* [EXTRACTED TEXT]
The Health Minister’s announcement yesterday of 40 more nurses to care for emergency patients at the Royal Victoria Hospital highlights the pressures staff there have been under for some time, it is claimed.
Edwin Poots made the announcement after months of intense media coverage and political debate regarding what some claim are dangerously over-stretched resources at the Royal’s casualty department.
However, UUP health spokesman Roy Beggs said the volume of new positions announced underlined the extent of under-resourcing at the hospital up until now.
The minister added: “I am under no illusion that it will take time to make a difference. I don’t expect change to happen overnight – but I do expect progress to be made. It is clear that there has been progress to an extent but much more needs to be done and we need to maintain the momentum that has been built. As I have said before these are complex issues and there are no easy solutions.”
The Belfast Trust has carried out several steps, he said:
l A review has resulted in 15 nurses being appointed to the Emergency Department (ED) and 25 to the Acute Medical Unit (AMU), a unit which admits casualty patients to hospital wards
l Investigations are under way to find immediate ways to improve the flow of patients between the ED and AMU
l Reviews are ongoing into the timings of key meetings to speed up key triage decisions
l Electronic patient tracking is to be introduced “as rapidly as possible”.
Janice Smyth, director of the Royal College of Nursing in Northern Ireland, welcomed the minister’s statement, which she said was addressing issues in the RVH’s emergency department “in the short term”.
“It is clear that the minister has engaged with, and is listening to, frontline nurses,” she said. “The RCN is relieved that within the announcement is confirmation that an additional 40 nurses are to be employed to address gaps within the nursing team, an issue that has consistently been raised by the RCN.
“We agree that much work still needs to be done, not least around identifying the wider problems within the health and social care system that are manifesting themselves within emergency departments.”
Also yesterday Mr Poots announced a major summit which the College of Emergency Medicine has agreed to hold in Northern Ireland on April 9. It will bring together key experts from across the UK to review the local care systems, he said.
UUP health spokesman and Stormont health committee member Roy Beggs MLA said the announcement of 40 new nursing staff for the RVH casualty department would be seen “by any reasonable person” as an admission of how short staffed it has been.
It was “quite remarkable” that an AE consultant at the RVH began to sue the Belfast Health Trust on Friday for failing in its duty of care to staff regarding stress levels, he said.
“Perhaps the start of this legal action has been a factor in the minister now taking action to provide more nursing and clinical staff at this time,” he added.

* [WORK INSTRUCTIONS]
1) Translate this sentence from the article on the Royal Victoria Hospital nurses into Spanish: "Also yesterday Mr Poots announced a major summit which the College of Emergency Medicine has agreed to hold in Northern Ireland on April 9."
2) According to the article on the Royal Victoria Hospital nurses, how many nurses were appointed to the Acute Medical Unit?

* [INFORMATION PROVIDED]
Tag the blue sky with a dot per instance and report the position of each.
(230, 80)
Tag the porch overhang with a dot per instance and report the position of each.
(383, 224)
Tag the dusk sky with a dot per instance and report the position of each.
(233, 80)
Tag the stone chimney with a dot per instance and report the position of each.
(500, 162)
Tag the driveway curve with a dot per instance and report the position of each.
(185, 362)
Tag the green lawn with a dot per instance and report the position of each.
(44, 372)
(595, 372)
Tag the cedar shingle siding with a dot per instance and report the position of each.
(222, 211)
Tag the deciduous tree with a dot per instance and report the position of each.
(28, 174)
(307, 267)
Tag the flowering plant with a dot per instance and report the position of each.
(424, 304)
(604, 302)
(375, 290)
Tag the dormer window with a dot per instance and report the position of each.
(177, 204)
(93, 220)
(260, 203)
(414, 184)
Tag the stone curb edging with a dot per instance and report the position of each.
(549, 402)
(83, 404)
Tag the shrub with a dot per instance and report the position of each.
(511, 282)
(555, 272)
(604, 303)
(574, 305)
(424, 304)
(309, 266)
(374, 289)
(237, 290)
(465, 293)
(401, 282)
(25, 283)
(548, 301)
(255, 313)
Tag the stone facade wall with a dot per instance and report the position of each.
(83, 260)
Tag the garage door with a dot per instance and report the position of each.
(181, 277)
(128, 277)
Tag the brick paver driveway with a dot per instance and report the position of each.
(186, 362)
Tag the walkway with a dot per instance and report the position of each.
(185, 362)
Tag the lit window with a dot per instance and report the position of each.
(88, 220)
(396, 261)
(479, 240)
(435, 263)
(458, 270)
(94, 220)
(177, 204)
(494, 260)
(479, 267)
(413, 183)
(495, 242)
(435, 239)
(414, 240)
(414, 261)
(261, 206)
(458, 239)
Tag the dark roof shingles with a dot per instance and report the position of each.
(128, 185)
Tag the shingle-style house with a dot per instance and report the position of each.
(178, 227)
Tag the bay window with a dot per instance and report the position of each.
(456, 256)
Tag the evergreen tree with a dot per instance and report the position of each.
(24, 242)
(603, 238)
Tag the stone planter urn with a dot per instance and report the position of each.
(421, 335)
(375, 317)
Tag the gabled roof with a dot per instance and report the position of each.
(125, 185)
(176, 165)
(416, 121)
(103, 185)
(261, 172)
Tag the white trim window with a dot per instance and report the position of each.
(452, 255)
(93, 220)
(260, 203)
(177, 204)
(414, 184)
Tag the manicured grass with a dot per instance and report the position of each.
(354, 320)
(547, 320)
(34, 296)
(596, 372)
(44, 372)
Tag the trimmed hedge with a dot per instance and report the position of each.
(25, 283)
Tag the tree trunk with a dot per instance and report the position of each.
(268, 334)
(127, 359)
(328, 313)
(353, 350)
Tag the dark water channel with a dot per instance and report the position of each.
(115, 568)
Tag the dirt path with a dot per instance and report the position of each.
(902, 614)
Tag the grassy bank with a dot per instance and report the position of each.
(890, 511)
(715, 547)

* [ANSWERS BELOW]
1) Ayer también el Sr. Poots anunció una importante cumbre que el College of Emergency Medicine ha acordado celebrar en Irlanda del Norte el 9 de abril.

2) 25 nurses.